Description of the task →
Find all lines in the listing that include the word "sofa", then copy them.

Record excerpts →
■ ■ ■ ■
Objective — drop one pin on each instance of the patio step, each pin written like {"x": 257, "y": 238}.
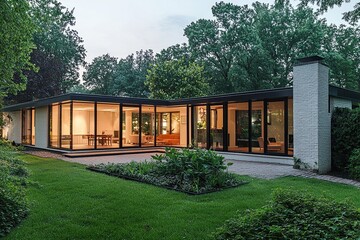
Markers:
{"x": 94, "y": 153}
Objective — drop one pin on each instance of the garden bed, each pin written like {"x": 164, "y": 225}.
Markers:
{"x": 193, "y": 172}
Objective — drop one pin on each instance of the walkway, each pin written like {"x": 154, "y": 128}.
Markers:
{"x": 253, "y": 169}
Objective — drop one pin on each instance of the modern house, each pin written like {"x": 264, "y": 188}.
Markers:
{"x": 278, "y": 122}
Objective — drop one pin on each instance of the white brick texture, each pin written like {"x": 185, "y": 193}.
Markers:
{"x": 312, "y": 123}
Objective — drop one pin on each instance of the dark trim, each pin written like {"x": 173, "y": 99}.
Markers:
{"x": 95, "y": 127}
{"x": 60, "y": 124}
{"x": 192, "y": 120}
{"x": 187, "y": 125}
{"x": 208, "y": 126}
{"x": 334, "y": 91}
{"x": 71, "y": 125}
{"x": 249, "y": 126}
{"x": 140, "y": 121}
{"x": 225, "y": 127}
{"x": 286, "y": 139}
{"x": 265, "y": 122}
{"x": 120, "y": 125}
{"x": 155, "y": 117}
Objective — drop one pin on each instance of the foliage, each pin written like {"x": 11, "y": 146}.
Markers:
{"x": 16, "y": 31}
{"x": 345, "y": 136}
{"x": 76, "y": 204}
{"x": 354, "y": 164}
{"x": 131, "y": 74}
{"x": 100, "y": 74}
{"x": 58, "y": 55}
{"x": 176, "y": 79}
{"x": 295, "y": 215}
{"x": 13, "y": 179}
{"x": 195, "y": 171}
{"x": 351, "y": 16}
{"x": 254, "y": 48}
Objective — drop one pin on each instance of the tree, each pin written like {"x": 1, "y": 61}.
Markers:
{"x": 100, "y": 75}
{"x": 351, "y": 16}
{"x": 131, "y": 74}
{"x": 177, "y": 79}
{"x": 16, "y": 44}
{"x": 58, "y": 55}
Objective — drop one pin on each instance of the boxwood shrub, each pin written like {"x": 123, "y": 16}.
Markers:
{"x": 193, "y": 171}
{"x": 345, "y": 136}
{"x": 294, "y": 215}
{"x": 13, "y": 179}
{"x": 354, "y": 164}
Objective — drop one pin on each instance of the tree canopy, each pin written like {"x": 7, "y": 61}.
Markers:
{"x": 100, "y": 74}
{"x": 176, "y": 79}
{"x": 58, "y": 54}
{"x": 16, "y": 44}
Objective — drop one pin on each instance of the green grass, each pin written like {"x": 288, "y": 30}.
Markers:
{"x": 73, "y": 203}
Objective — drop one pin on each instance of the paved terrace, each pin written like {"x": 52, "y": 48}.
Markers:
{"x": 253, "y": 169}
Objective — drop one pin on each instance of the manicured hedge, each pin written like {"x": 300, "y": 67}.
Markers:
{"x": 345, "y": 136}
{"x": 296, "y": 216}
{"x": 13, "y": 179}
{"x": 193, "y": 171}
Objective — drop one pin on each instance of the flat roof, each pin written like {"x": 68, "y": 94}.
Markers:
{"x": 239, "y": 96}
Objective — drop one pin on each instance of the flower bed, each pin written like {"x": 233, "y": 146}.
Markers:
{"x": 195, "y": 171}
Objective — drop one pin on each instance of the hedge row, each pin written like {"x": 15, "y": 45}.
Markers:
{"x": 13, "y": 180}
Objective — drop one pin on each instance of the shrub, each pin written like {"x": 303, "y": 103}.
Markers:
{"x": 195, "y": 171}
{"x": 354, "y": 164}
{"x": 345, "y": 136}
{"x": 13, "y": 179}
{"x": 294, "y": 215}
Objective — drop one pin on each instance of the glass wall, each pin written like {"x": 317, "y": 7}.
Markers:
{"x": 27, "y": 127}
{"x": 108, "y": 124}
{"x": 173, "y": 126}
{"x": 66, "y": 126}
{"x": 200, "y": 133}
{"x": 54, "y": 126}
{"x": 148, "y": 123}
{"x": 216, "y": 127}
{"x": 131, "y": 126}
{"x": 290, "y": 128}
{"x": 276, "y": 127}
{"x": 238, "y": 127}
{"x": 84, "y": 126}
{"x": 257, "y": 127}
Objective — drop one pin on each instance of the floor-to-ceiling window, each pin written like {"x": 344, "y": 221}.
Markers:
{"x": 275, "y": 127}
{"x": 257, "y": 127}
{"x": 216, "y": 127}
{"x": 108, "y": 124}
{"x": 200, "y": 126}
{"x": 172, "y": 126}
{"x": 66, "y": 125}
{"x": 54, "y": 133}
{"x": 28, "y": 127}
{"x": 148, "y": 123}
{"x": 290, "y": 128}
{"x": 238, "y": 127}
{"x": 83, "y": 123}
{"x": 131, "y": 126}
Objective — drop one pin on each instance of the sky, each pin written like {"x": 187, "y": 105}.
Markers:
{"x": 122, "y": 27}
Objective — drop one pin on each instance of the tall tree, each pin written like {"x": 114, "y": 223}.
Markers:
{"x": 131, "y": 74}
{"x": 177, "y": 79}
{"x": 16, "y": 44}
{"x": 100, "y": 75}
{"x": 59, "y": 51}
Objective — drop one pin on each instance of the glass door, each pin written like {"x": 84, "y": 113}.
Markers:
{"x": 275, "y": 123}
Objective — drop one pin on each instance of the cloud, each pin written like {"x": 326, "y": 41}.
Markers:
{"x": 175, "y": 21}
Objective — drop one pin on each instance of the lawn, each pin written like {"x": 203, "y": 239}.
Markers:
{"x": 69, "y": 202}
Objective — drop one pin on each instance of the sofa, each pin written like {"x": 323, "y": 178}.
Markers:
{"x": 168, "y": 139}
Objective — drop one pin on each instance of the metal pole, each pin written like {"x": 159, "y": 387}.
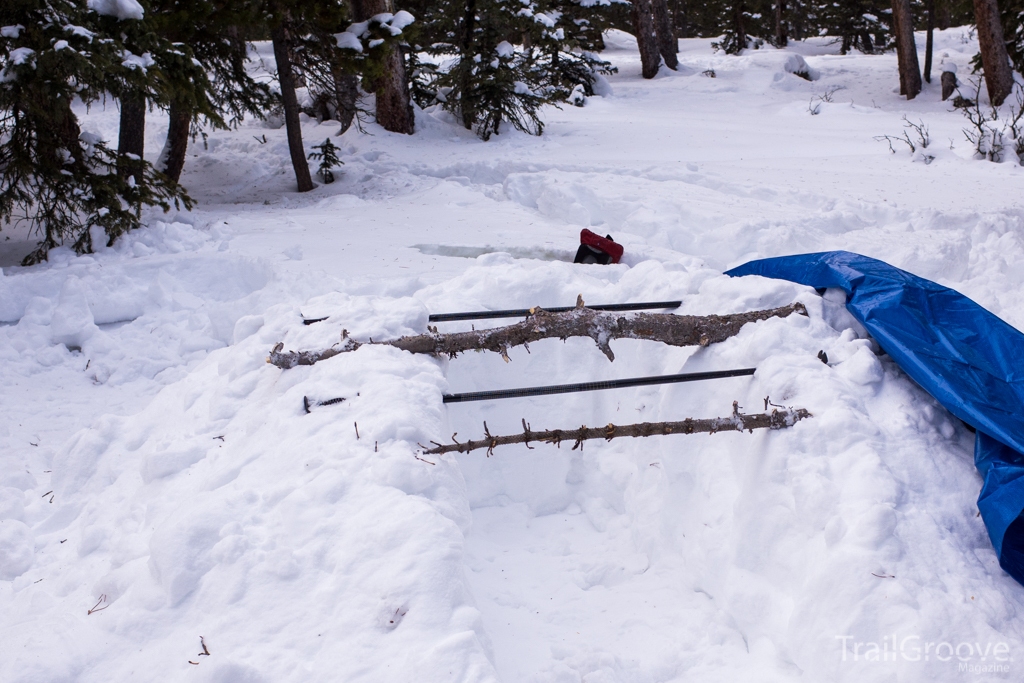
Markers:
{"x": 523, "y": 312}
{"x": 595, "y": 386}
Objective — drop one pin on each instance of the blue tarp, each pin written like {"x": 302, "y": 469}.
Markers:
{"x": 968, "y": 358}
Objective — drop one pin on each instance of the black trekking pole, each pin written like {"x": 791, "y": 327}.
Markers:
{"x": 523, "y": 312}
{"x": 595, "y": 386}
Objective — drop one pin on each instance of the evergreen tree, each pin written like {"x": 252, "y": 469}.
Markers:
{"x": 864, "y": 25}
{"x": 215, "y": 32}
{"x": 60, "y": 180}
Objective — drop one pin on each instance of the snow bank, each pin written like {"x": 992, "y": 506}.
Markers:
{"x": 160, "y": 475}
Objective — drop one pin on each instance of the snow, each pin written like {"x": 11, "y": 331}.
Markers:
{"x": 122, "y": 9}
{"x": 348, "y": 41}
{"x": 162, "y": 482}
{"x": 139, "y": 61}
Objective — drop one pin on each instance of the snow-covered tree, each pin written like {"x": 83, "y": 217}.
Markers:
{"x": 511, "y": 57}
{"x": 61, "y": 180}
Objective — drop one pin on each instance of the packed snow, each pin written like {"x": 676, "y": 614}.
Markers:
{"x": 162, "y": 483}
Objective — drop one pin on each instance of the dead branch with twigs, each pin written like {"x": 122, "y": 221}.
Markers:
{"x": 581, "y": 322}
{"x": 736, "y": 422}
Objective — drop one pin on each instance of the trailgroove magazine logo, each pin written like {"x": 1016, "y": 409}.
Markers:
{"x": 971, "y": 657}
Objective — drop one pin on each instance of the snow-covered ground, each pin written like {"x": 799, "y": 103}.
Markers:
{"x": 161, "y": 482}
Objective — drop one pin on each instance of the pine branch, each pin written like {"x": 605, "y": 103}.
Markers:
{"x": 736, "y": 422}
{"x": 582, "y": 322}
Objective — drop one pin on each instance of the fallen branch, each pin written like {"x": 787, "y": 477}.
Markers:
{"x": 736, "y": 422}
{"x": 581, "y": 322}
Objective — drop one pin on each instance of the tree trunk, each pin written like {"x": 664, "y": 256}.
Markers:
{"x": 346, "y": 87}
{"x": 930, "y": 41}
{"x": 948, "y": 84}
{"x": 668, "y": 45}
{"x": 582, "y": 322}
{"x": 943, "y": 17}
{"x": 172, "y": 159}
{"x": 286, "y": 78}
{"x": 650, "y": 54}
{"x": 394, "y": 108}
{"x": 680, "y": 18}
{"x": 736, "y": 422}
{"x": 131, "y": 135}
{"x": 737, "y": 18}
{"x": 906, "y": 49}
{"x": 466, "y": 66}
{"x": 994, "y": 60}
{"x": 781, "y": 35}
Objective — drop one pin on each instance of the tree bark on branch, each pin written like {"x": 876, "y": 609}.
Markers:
{"x": 582, "y": 322}
{"x": 736, "y": 422}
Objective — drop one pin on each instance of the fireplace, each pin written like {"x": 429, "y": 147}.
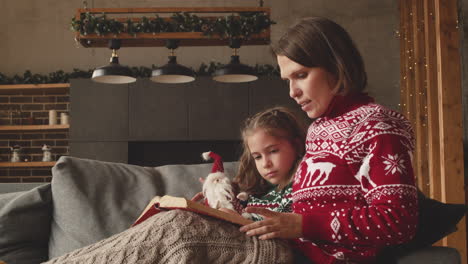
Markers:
{"x": 158, "y": 153}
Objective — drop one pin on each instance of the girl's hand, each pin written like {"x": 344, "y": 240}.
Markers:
{"x": 197, "y": 197}
{"x": 228, "y": 211}
{"x": 275, "y": 225}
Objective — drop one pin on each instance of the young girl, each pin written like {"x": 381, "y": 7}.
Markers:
{"x": 273, "y": 142}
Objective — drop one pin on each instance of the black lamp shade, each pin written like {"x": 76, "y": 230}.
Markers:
{"x": 234, "y": 72}
{"x": 172, "y": 72}
{"x": 114, "y": 73}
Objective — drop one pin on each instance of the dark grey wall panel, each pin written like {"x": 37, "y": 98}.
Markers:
{"x": 158, "y": 111}
{"x": 99, "y": 112}
{"x": 105, "y": 151}
{"x": 216, "y": 110}
{"x": 268, "y": 92}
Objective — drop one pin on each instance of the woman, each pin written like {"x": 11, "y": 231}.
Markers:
{"x": 354, "y": 192}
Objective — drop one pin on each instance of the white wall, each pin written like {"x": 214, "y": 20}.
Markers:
{"x": 35, "y": 35}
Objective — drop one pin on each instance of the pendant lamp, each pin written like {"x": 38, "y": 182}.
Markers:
{"x": 234, "y": 71}
{"x": 113, "y": 73}
{"x": 172, "y": 72}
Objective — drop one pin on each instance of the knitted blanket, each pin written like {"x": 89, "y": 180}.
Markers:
{"x": 180, "y": 237}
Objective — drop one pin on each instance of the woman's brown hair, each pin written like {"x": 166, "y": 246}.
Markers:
{"x": 278, "y": 122}
{"x": 320, "y": 42}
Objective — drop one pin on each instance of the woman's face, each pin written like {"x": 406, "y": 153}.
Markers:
{"x": 311, "y": 88}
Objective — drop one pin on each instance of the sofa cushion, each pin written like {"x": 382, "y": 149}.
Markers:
{"x": 25, "y": 225}
{"x": 93, "y": 200}
{"x": 436, "y": 220}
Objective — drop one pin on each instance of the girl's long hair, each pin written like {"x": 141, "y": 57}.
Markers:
{"x": 278, "y": 122}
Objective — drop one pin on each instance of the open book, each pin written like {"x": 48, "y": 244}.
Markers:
{"x": 158, "y": 204}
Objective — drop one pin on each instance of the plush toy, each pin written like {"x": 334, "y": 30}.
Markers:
{"x": 217, "y": 187}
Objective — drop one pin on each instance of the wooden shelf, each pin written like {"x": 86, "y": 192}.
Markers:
{"x": 52, "y": 87}
{"x": 159, "y": 39}
{"x": 34, "y": 127}
{"x": 26, "y": 164}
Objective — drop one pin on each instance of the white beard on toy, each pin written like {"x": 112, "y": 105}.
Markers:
{"x": 217, "y": 189}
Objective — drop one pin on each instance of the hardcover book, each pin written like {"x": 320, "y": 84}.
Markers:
{"x": 158, "y": 204}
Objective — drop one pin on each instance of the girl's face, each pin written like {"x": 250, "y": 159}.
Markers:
{"x": 274, "y": 157}
{"x": 311, "y": 88}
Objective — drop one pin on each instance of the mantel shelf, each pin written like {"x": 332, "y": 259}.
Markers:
{"x": 53, "y": 87}
{"x": 159, "y": 39}
{"x": 27, "y": 164}
{"x": 34, "y": 127}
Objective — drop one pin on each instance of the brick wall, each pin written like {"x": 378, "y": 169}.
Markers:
{"x": 26, "y": 107}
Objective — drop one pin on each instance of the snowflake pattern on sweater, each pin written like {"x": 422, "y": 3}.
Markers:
{"x": 355, "y": 185}
{"x": 274, "y": 200}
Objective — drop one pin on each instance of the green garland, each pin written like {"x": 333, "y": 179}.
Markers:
{"x": 138, "y": 72}
{"x": 241, "y": 26}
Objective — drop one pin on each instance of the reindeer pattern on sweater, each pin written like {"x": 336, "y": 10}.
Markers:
{"x": 355, "y": 186}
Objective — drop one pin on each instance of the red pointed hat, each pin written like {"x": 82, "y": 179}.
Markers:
{"x": 218, "y": 162}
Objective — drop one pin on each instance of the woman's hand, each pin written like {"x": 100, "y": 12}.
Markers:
{"x": 274, "y": 225}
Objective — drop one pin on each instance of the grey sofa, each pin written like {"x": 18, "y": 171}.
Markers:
{"x": 89, "y": 200}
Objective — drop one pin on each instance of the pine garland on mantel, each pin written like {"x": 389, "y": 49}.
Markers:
{"x": 138, "y": 72}
{"x": 241, "y": 26}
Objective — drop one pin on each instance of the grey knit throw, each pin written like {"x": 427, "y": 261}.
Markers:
{"x": 180, "y": 237}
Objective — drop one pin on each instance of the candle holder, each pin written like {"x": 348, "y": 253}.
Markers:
{"x": 15, "y": 153}
{"x": 47, "y": 155}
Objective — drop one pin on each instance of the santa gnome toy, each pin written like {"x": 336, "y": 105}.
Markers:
{"x": 217, "y": 188}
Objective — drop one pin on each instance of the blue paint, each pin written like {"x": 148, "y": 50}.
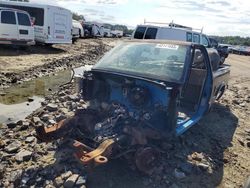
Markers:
{"x": 158, "y": 95}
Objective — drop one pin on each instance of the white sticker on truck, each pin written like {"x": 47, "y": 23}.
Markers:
{"x": 167, "y": 46}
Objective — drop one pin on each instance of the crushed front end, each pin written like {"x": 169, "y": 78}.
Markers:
{"x": 130, "y": 105}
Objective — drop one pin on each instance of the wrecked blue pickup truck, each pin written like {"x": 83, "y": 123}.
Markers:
{"x": 138, "y": 94}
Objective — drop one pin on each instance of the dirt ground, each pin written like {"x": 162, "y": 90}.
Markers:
{"x": 221, "y": 139}
{"x": 16, "y": 60}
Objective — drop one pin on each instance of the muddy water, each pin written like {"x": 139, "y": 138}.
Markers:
{"x": 14, "y": 103}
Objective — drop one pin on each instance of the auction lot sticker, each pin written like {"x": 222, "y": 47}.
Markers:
{"x": 167, "y": 46}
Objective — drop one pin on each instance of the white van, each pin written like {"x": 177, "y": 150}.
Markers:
{"x": 52, "y": 24}
{"x": 15, "y": 27}
{"x": 170, "y": 32}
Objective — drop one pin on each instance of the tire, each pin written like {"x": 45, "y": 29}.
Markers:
{"x": 222, "y": 60}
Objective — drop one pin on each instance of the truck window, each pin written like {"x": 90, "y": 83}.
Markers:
{"x": 139, "y": 33}
{"x": 205, "y": 41}
{"x": 151, "y": 33}
{"x": 37, "y": 13}
{"x": 196, "y": 38}
{"x": 8, "y": 17}
{"x": 189, "y": 37}
{"x": 23, "y": 19}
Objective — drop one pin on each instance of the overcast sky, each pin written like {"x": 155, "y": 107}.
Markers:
{"x": 218, "y": 17}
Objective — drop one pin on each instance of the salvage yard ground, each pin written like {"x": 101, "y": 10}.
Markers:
{"x": 215, "y": 153}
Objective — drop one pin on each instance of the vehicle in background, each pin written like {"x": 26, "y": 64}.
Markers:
{"x": 75, "y": 34}
{"x": 16, "y": 27}
{"x": 175, "y": 32}
{"x": 140, "y": 94}
{"x": 93, "y": 29}
{"x": 117, "y": 33}
{"x": 222, "y": 49}
{"x": 52, "y": 24}
{"x": 170, "y": 32}
{"x": 78, "y": 25}
{"x": 107, "y": 32}
{"x": 241, "y": 50}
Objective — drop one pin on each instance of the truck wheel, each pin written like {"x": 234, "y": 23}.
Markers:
{"x": 80, "y": 34}
{"x": 222, "y": 60}
{"x": 220, "y": 93}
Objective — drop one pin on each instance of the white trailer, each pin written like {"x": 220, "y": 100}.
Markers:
{"x": 52, "y": 24}
{"x": 117, "y": 33}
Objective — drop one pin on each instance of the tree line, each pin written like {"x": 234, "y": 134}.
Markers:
{"x": 233, "y": 40}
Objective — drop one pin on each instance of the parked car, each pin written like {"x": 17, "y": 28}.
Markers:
{"x": 222, "y": 49}
{"x": 93, "y": 29}
{"x": 78, "y": 25}
{"x": 117, "y": 33}
{"x": 75, "y": 34}
{"x": 138, "y": 94}
{"x": 15, "y": 27}
{"x": 170, "y": 32}
{"x": 52, "y": 24}
{"x": 241, "y": 50}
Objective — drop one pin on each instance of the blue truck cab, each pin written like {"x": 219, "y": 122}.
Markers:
{"x": 140, "y": 93}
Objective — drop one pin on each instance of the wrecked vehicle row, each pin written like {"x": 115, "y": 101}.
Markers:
{"x": 138, "y": 94}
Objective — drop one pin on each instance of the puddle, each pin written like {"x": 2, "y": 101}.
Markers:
{"x": 16, "y": 112}
{"x": 13, "y": 103}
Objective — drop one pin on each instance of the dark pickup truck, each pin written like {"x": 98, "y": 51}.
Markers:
{"x": 138, "y": 94}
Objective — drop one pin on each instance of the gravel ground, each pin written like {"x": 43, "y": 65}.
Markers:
{"x": 214, "y": 153}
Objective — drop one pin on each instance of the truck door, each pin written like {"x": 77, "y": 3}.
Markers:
{"x": 8, "y": 30}
{"x": 25, "y": 30}
{"x": 196, "y": 92}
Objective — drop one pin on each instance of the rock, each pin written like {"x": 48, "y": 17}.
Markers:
{"x": 58, "y": 181}
{"x": 13, "y": 147}
{"x": 2, "y": 170}
{"x": 15, "y": 176}
{"x": 174, "y": 186}
{"x": 178, "y": 174}
{"x": 74, "y": 98}
{"x": 23, "y": 155}
{"x": 81, "y": 181}
{"x": 11, "y": 125}
{"x": 30, "y": 99}
{"x": 36, "y": 120}
{"x": 2, "y": 143}
{"x": 25, "y": 180}
{"x": 52, "y": 107}
{"x": 30, "y": 139}
{"x": 186, "y": 167}
{"x": 52, "y": 122}
{"x": 60, "y": 117}
{"x": 248, "y": 144}
{"x": 203, "y": 166}
{"x": 44, "y": 103}
{"x": 197, "y": 156}
{"x": 241, "y": 142}
{"x": 70, "y": 182}
{"x": 24, "y": 126}
{"x": 66, "y": 175}
{"x": 45, "y": 117}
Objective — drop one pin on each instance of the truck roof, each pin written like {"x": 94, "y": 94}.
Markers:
{"x": 12, "y": 9}
{"x": 161, "y": 42}
{"x": 168, "y": 27}
{"x": 28, "y": 4}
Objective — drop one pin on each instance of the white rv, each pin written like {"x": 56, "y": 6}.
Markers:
{"x": 15, "y": 27}
{"x": 117, "y": 33}
{"x": 52, "y": 24}
{"x": 78, "y": 26}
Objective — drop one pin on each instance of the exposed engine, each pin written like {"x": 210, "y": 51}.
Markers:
{"x": 124, "y": 116}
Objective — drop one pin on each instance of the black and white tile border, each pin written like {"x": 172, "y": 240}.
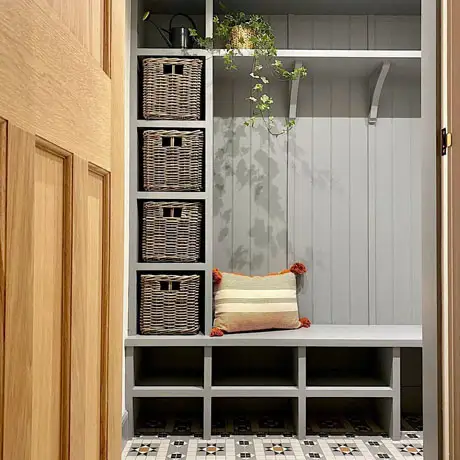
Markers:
{"x": 275, "y": 448}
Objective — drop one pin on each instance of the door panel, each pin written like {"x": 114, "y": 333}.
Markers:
{"x": 451, "y": 223}
{"x": 19, "y": 296}
{"x": 51, "y": 86}
{"x": 3, "y": 147}
{"x": 88, "y": 419}
{"x": 86, "y": 20}
{"x": 61, "y": 229}
{"x": 49, "y": 209}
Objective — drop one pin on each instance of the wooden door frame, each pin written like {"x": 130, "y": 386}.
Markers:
{"x": 451, "y": 238}
{"x": 430, "y": 228}
{"x": 116, "y": 249}
{"x": 114, "y": 331}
■ ■ ■ ■
Solution to this task →
Objective — drop one pin on each instance of the sofa, each pin written like {"x": 323, "y": 178}.
Objective — drop one pin on each instance of the sofa cushion, each pin written like {"x": 382, "y": 149}.
Objective — drop one pin on each instance of the grey sofa, each pin written like {"x": 18, "y": 171}.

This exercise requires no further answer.